Work to do |
Report every line in the listing below that contains the string "shelf", copying each such line in full.

Excerpts from pointing data
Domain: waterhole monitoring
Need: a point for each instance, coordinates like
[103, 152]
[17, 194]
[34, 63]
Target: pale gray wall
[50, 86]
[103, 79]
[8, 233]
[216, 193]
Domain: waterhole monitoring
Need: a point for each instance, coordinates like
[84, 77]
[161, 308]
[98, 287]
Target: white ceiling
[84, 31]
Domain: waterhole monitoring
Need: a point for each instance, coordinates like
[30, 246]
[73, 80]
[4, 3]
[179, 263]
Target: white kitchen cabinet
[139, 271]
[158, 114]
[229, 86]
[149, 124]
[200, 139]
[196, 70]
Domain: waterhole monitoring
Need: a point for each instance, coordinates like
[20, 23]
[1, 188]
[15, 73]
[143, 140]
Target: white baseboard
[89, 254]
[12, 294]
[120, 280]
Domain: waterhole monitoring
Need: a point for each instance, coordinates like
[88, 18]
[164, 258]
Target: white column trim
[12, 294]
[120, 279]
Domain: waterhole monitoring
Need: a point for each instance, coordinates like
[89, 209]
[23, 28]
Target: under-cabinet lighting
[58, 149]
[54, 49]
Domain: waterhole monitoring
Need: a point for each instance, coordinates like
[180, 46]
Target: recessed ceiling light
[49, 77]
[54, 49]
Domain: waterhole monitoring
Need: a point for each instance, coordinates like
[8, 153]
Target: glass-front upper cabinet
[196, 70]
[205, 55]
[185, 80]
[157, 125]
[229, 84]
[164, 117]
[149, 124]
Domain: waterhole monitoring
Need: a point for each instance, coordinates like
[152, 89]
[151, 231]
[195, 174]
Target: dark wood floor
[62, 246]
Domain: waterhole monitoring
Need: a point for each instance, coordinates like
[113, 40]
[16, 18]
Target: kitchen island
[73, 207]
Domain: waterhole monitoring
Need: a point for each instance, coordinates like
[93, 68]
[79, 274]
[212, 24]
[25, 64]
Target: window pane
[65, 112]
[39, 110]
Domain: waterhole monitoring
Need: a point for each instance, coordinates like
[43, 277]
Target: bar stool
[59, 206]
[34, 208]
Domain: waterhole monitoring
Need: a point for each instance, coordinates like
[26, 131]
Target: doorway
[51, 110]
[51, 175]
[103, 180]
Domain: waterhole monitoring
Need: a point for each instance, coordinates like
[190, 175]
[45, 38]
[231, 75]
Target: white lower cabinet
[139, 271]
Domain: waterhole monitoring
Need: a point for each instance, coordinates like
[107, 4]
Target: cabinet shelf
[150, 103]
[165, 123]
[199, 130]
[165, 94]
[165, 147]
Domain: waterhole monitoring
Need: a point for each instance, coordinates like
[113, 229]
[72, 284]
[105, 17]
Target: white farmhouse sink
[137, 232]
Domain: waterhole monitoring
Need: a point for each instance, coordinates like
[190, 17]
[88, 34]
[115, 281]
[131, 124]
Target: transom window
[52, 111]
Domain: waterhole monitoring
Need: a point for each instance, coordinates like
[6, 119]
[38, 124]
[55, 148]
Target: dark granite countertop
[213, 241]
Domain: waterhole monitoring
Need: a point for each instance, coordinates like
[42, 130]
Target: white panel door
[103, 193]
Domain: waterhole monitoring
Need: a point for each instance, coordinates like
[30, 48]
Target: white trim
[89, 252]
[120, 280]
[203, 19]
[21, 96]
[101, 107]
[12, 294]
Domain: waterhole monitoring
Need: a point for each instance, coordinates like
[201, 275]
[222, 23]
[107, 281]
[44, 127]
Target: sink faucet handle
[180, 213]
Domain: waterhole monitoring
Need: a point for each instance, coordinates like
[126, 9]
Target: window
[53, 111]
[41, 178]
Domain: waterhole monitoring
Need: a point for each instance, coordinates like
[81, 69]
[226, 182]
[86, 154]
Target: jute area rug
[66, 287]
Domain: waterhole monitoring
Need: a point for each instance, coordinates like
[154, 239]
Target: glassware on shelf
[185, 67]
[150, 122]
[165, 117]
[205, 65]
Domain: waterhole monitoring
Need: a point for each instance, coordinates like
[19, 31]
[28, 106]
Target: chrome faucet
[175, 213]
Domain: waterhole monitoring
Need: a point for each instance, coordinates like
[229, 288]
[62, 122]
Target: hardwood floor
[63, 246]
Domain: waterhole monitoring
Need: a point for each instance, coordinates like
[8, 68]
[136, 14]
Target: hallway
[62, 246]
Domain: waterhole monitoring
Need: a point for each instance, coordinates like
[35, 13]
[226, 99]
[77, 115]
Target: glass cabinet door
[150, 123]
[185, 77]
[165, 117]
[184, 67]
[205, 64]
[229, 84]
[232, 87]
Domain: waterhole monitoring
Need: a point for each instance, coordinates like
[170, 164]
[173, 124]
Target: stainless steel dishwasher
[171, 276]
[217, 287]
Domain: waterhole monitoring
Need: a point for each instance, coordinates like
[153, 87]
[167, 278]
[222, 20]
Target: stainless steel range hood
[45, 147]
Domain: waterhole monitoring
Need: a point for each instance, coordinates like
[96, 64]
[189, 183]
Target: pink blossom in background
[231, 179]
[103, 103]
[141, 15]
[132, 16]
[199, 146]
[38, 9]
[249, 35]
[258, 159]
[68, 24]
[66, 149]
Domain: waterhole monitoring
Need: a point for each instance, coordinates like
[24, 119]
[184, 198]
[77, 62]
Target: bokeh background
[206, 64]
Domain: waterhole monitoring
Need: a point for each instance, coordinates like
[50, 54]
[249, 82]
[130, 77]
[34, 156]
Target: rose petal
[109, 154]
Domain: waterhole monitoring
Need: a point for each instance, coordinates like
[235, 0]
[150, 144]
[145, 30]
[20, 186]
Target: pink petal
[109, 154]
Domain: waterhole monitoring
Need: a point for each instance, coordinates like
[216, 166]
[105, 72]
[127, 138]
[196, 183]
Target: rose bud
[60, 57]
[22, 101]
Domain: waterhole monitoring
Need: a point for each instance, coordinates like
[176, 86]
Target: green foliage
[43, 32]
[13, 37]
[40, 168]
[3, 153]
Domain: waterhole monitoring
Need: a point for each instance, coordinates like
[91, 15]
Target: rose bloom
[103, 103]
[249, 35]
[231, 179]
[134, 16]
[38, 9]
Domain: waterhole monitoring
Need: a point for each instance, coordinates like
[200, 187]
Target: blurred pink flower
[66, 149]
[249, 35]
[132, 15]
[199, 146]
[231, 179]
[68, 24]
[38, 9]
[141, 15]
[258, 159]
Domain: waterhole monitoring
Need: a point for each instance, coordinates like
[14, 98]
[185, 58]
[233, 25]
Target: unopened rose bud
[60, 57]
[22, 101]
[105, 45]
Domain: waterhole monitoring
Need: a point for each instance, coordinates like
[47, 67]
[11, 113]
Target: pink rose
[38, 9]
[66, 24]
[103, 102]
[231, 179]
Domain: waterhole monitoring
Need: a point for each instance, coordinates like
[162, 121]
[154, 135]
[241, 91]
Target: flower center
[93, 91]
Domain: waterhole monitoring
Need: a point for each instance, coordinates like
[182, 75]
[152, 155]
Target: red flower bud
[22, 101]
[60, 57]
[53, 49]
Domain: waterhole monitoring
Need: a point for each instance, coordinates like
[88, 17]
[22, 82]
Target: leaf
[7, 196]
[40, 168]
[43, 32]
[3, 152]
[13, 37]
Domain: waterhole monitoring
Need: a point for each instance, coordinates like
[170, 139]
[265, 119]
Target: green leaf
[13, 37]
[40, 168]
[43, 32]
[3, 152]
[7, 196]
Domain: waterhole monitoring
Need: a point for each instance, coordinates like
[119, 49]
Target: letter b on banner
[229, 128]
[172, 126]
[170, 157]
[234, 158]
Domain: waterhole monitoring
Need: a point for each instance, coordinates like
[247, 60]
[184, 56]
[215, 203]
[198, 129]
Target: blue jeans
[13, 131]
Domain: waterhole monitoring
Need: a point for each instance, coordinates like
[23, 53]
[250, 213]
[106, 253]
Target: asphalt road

Output for this exercise |
Target: cabinet shelf
Target: glassware on shelf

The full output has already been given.